## start SOURCE DATA

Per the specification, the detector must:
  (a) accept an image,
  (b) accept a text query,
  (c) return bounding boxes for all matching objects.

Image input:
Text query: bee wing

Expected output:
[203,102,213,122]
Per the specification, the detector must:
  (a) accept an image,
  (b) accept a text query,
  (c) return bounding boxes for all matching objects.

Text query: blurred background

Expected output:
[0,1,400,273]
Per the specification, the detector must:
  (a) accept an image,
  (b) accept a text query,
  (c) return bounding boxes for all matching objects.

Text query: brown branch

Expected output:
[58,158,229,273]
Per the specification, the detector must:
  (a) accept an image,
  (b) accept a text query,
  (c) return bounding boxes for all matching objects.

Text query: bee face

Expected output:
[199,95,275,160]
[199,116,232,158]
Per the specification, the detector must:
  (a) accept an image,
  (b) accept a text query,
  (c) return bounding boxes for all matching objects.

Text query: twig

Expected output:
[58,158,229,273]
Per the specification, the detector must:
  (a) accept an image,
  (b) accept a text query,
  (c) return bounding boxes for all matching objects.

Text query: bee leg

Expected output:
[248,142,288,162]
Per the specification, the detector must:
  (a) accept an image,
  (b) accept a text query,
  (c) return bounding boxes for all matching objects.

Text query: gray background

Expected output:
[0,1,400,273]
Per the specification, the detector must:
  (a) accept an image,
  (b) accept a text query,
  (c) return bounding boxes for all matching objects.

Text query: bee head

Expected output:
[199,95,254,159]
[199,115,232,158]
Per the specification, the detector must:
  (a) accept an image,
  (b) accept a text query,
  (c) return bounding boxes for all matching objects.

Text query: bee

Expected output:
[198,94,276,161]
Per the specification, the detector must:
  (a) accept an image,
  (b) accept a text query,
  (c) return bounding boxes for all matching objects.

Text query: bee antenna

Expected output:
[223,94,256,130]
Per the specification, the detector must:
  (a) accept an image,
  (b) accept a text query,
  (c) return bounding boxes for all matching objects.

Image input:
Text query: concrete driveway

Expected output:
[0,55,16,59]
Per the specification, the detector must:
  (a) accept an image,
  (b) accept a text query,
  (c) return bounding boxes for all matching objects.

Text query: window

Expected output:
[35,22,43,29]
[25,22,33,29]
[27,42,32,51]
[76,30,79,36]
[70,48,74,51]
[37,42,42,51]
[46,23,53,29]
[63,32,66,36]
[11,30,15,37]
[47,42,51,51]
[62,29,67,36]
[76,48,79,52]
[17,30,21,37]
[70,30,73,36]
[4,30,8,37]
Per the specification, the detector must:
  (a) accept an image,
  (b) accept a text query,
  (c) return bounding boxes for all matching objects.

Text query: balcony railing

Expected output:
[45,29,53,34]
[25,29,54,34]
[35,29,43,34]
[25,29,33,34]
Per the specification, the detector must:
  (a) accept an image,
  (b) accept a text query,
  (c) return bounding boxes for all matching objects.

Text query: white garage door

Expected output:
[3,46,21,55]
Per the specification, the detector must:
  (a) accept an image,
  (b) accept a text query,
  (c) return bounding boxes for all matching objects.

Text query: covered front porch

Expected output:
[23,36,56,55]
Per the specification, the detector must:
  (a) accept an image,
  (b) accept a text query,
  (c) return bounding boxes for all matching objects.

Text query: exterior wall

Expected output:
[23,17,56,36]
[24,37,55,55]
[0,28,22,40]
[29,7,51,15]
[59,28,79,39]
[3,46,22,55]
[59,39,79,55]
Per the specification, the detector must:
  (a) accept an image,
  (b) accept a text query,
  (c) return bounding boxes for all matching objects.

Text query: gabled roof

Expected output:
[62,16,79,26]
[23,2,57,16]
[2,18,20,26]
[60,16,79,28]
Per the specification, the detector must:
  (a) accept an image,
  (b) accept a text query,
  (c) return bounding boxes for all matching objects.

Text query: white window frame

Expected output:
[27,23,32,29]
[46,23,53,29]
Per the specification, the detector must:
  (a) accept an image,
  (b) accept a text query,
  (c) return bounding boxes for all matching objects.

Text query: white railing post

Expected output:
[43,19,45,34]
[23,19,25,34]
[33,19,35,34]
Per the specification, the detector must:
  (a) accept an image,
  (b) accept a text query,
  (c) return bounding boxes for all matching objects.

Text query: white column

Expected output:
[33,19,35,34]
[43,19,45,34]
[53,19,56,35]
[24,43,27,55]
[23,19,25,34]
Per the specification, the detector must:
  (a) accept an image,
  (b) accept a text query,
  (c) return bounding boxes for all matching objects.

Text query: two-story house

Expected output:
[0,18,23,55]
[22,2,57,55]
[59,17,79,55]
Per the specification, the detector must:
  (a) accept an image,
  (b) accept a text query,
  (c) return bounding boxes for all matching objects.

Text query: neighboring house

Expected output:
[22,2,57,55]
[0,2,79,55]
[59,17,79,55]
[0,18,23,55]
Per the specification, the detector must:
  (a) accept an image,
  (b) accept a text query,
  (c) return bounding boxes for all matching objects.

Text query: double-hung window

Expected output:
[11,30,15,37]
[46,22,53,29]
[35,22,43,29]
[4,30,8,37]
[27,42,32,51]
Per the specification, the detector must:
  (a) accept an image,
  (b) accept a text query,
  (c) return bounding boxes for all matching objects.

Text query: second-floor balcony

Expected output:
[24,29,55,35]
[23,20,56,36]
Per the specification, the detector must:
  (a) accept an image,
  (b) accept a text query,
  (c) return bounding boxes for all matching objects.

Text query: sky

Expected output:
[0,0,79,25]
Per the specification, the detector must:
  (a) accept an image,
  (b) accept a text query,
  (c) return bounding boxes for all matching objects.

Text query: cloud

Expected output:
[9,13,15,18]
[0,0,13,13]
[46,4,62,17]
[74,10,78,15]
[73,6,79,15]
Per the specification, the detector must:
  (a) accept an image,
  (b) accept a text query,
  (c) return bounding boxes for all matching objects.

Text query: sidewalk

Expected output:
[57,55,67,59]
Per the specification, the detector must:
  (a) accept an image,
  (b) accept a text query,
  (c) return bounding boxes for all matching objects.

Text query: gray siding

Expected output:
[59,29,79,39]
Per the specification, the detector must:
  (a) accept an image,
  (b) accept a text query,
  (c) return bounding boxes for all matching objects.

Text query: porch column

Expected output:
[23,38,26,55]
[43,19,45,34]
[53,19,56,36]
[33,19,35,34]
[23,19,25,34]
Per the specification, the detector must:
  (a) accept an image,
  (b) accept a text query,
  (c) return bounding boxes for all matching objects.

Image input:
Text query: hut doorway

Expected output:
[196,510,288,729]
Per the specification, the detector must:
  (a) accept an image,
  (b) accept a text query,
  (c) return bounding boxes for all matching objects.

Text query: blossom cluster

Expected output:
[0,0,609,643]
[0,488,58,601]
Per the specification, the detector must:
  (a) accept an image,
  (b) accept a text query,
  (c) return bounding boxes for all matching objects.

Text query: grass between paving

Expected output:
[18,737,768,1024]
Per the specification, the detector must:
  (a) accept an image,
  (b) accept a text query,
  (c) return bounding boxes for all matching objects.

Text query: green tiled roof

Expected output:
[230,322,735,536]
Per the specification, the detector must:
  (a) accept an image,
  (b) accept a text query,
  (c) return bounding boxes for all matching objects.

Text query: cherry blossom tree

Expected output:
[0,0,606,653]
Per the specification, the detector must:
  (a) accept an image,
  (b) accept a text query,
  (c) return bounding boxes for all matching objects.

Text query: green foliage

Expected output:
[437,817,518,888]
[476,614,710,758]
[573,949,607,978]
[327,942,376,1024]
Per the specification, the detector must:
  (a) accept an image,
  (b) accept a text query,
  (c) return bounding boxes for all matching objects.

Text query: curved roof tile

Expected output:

## end SOURCE DATA

EXERCISE GOAL
Convert the material above into a JSON array of strings, one string per line, omitting blank lines.

EXERCISE ANSWER
[
  "Per the specification, the detector must:",
  "  (a) accept an image,",
  "  (b) accept a text query,",
  "  (c) return bounding boxes for all matching objects.",
  "Image input:",
  "Text query: bee wing",
  "Expected output:",
  "[203,102,213,122]",
  "Per the specification, the detector must:",
  "  (a) accept an image,",
  "  (b) accept a text query,",
  "  (c) return bounding boxes for all matching objects.",
  "Text query: blurred background",
  "Expected output:",
  "[0,1,400,273]",
  "Per the specification, the detector must:",
  "  (a) accept an image,",
  "  (b) accept a text query,",
  "  (c) return bounding boxes for all matching objects.",
  "Text query: brown branch",
  "Expected output:",
  "[58,158,229,273]",
  "Per the specification, the detector must:",
  "  (a) accept an image,",
  "  (b) accept a text query,",
  "  (c) return bounding boxes for all matching objects.",
  "Text query: bee face",
  "Expected output:",
  "[199,95,275,160]",
  "[199,116,232,158]",
  "Per the specification, the detector must:",
  "  (a) accept an image,",
  "  (b) accept a text query,",
  "  (c) return bounding boxes for all matching objects.",
  "Text query: twig",
  "Expected output:",
  "[58,158,229,273]",
  "Per the specification, the detector must:",
  "  (a) accept an image,",
  "  (b) accept a text query,",
  "  (c) return bounding boxes for all matching objects.",
  "Text query: bee leg",
  "Expected output:",
  "[248,142,288,162]",
  "Per the specification, the detector must:",
  "  (a) accept an image,",
  "  (b) accept a text query,",
  "  (c) return bounding boxes for all matching objects.",
  "Text query: gray background",
  "Expected output:",
  "[0,1,400,273]",
  "Per the specification, the detector must:",
  "  (a) accept an image,",
  "  (b) accept a text query,",
  "  (c) return bounding boxes for all matching objects.",
  "Text query: bee head",
  "Expected output:",
  "[199,95,254,159]",
  "[199,115,232,158]",
  "Per the specification, the detector must:",
  "  (a) accept an image,",
  "  (b) accept a text query,",
  "  (c) return bounding boxes for all matching objects.",
  "Text query: bee",
  "Expected output:",
  "[198,94,276,161]",
  "Per the specification, the detector must:",
  "  (a) accept an image,",
  "  (b) accept a text query,",
  "  (c) return bounding boxes for all matching objects.",
  "Text query: bee antenna",
  "Expected output:",
  "[223,94,256,130]",
  "Per the specification, the detector must:",
  "  (a) accept an image,",
  "  (b) accept a text query,",
  "  (c) return bounding boxes for all matching objects.",
  "Image input:",
  "Text query: concrete driveway",
  "Expected output:",
  "[0,55,16,59]",
  "Per the specification, the detector must:",
  "  (a) accept an image,",
  "  (b) accept a text query,",
  "  (c) return bounding boxes for all matching objects.",
  "Text query: window",
  "Expected output:",
  "[35,22,43,29]",
  "[25,22,33,29]",
  "[27,42,32,51]",
  "[76,30,79,36]",
  "[70,48,74,51]",
  "[37,42,42,51]",
  "[46,23,53,29]",
  "[63,32,66,36]",
  "[11,30,15,37]",
  "[47,42,51,51]",
  "[62,29,67,36]",
  "[76,48,79,52]",
  "[17,30,21,37]",
  "[70,30,73,36]",
  "[4,30,8,37]",
  "Per the specification, the detector must:",
  "  (a) accept an image,",
  "  (b) accept a text query,",
  "  (c) return bounding boxes for all matching objects.",
  "Text query: balcony railing",
  "Expected output:",
  "[45,29,53,34]",
  "[25,29,54,34]",
  "[35,29,43,34]",
  "[25,29,33,34]",
  "Per the specification, the detector must:",
  "  (a) accept an image,",
  "  (b) accept a text query,",
  "  (c) return bounding boxes for all matching objects.",
  "Text query: white garage door",
  "Expected output:",
  "[3,46,21,55]",
  "Per the specification, the detector must:",
  "  (a) accept an image,",
  "  (b) accept a text query,",
  "  (c) return bounding boxes for all matching objects.",
  "Text query: covered front porch",
  "Expected output:",
  "[23,36,56,55]",
  "Per the specification, the detector must:",
  "  (a) accept an image,",
  "  (b) accept a text query,",
  "  (c) return bounding boxes for all matching objects.",
  "Text query: exterior wall",
  "Expected output:",
  "[23,17,56,36]",
  "[24,37,55,55]",
  "[0,28,22,40]",
  "[29,7,51,15]",
  "[59,28,79,39]",
  "[3,46,22,55]",
  "[59,39,79,55]",
  "Per the specification, the detector must:",
  "  (a) accept an image,",
  "  (b) accept a text query,",
  "  (c) return bounding boxes for all matching objects.",
  "Text query: gabled roof",
  "Expected output:",
  "[62,16,79,26]",
  "[23,2,57,16]",
  "[2,18,20,26]",
  "[60,16,79,28]",
  "Per the specification, the detector must:",
  "  (a) accept an image,",
  "  (b) accept a text query,",
  "  (c) return bounding boxes for all matching objects.",
  "Text query: white window frame",
  "Expected output:",
  "[27,23,32,29]",
  "[46,23,53,29]",
  "Per the specification, the detector must:",
  "  (a) accept an image,",
  "  (b) accept a text query,",
  "  (c) return bounding boxes for all matching objects.",
  "Text query: white railing post",
  "Expected output:",
  "[43,19,45,34]",
  "[23,19,25,34]",
  "[33,19,35,34]",
  "Per the specification, the detector must:",
  "  (a) accept an image,",
  "  (b) accept a text query,",
  "  (c) return bounding boxes for all matching objects.",
  "Text query: white column",
  "Expected output:",
  "[33,19,35,34]",
  "[43,19,45,34]",
  "[53,19,56,35]",
  "[24,43,27,55]",
  "[23,19,25,34]",
  "Per the specification, the detector must:",
  "  (a) accept an image,",
  "  (b) accept a text query,",
  "  (c) return bounding boxes for all matching objects.",
  "Text query: two-story house",
  "Expected output:",
  "[0,18,23,55]",
  "[22,2,57,55]",
  "[59,17,79,55]",
  "Per the specification, the detector must:",
  "  (a) accept an image,",
  "  (b) accept a text query,",
  "  (c) return bounding boxes for all matching objects.",
  "Text query: neighboring house",
  "Expected output:",
  "[22,2,57,55]",
  "[0,2,79,55]",
  "[59,17,79,55]",
  "[0,18,23,55]",
  "Per the specification, the detector must:",
  "  (a) accept an image,",
  "  (b) accept a text query,",
  "  (c) return bounding boxes for all matching objects.",
  "Text query: double-hung window",
  "Expected output:",
  "[11,30,15,37]",
  "[46,22,53,29]",
  "[35,22,43,29]",
  "[4,30,8,37]",
  "[27,42,32,51]",
  "Per the specification, the detector must:",
  "  (a) accept an image,",
  "  (b) accept a text query,",
  "  (c) return bounding boxes for all matching objects.",
  "Text query: second-floor balcony",
  "Expected output:",
  "[24,29,55,35]",
  "[23,20,56,36]",
  "Per the specification, the detector must:",
  "  (a) accept an image,",
  "  (b) accept a text query,",
  "  (c) return bounding boxes for all matching objects.",
  "Text query: sky",
  "Expected output:",
  "[0,0,79,25]",
  "Per the specification, the detector must:",
  "  (a) accept an image,",
  "  (b) accept a text query,",
  "  (c) return bounding boxes for all matching objects.",
  "Text query: cloud",
  "Expected output:",
  "[9,13,15,18]",
  "[0,0,13,13]",
  "[46,4,62,17]",
  "[74,10,78,15]",
  "[73,6,79,15]",
  "Per the specification, the detector must:",
  "  (a) accept an image,",
  "  (b) accept a text query,",
  "  (c) return bounding boxes for all matching objects.",
  "Text query: sidewalk",
  "Expected output:",
  "[57,55,67,59]",
  "Per the specification, the detector must:",
  "  (a) accept an image,",
  "  (b) accept a text query,",
  "  (c) return bounding boxes for all matching objects.",
  "Text query: gray siding",
  "Expected output:",
  "[59,29,79,39]",
  "Per the specification, the detector must:",
  "  (a) accept an image,",
  "  (b) accept a text query,",
  "  (c) return bounding boxes for all matching objects.",
  "Text query: porch column",
  "Expected output:",
  "[23,38,26,55]",
  "[43,19,45,34]",
  "[53,19,56,36]",
  "[33,19,35,34]",
  "[23,19,25,34]",
  "Per the specification, the detector must:",
  "  (a) accept an image,",
  "  (b) accept a text query,",
  "  (c) return bounding boxes for all matching objects.",
  "Image input:",
  "Text query: hut doorway",
  "Expected output:",
  "[196,510,288,729]",
  "Per the specification, the detector must:",
  "  (a) accept an image,",
  "  (b) accept a text query,",
  "  (c) return bounding boxes for all matching objects.",
  "Text query: blossom cluster",
  "Expected output:",
  "[0,0,609,643]",
  "[0,488,58,601]",
  "Per the specification, the detector must:",
  "  (a) accept an image,",
  "  (b) accept a text query,",
  "  (c) return bounding boxes for all matching objects.",
  "Text query: grass between paving",
  "Expected output:",
  "[18,737,768,1024]",
  "Per the specification, the detector must:",
  "  (a) accept an image,",
  "  (b) accept a text query,",
  "  (c) return bounding boxes for all matching objects.",
  "Text query: green tiled roof",
  "Expected output:",
  "[230,322,735,536]",
  "Per the specification, the detector must:",
  "  (a) accept an image,",
  "  (b) accept a text query,",
  "  (c) return bounding boxes for all matching objects.",
  "Text query: cherry blossom tree",
  "Expected output:",
  "[0,0,606,653]",
  "Per the specification, the detector must:",
  "  (a) accept an image,",
  "  (b) accept a text query,",
  "  (c) return bounding boxes for all matching objects.",
  "Text query: green foliage",
  "Expected output:",
  "[437,817,518,888]",
  "[476,614,710,758]",
  "[573,949,607,978]",
  "[327,942,376,1024]",
  "Per the specification, the detector must:",
  "  (a) accept an image,",
  "  (b) accept a text query,",
  "  (c) return bounding boxes for all matching objects.",
  "Text query: curved roof tile",
  "Expected output:"
]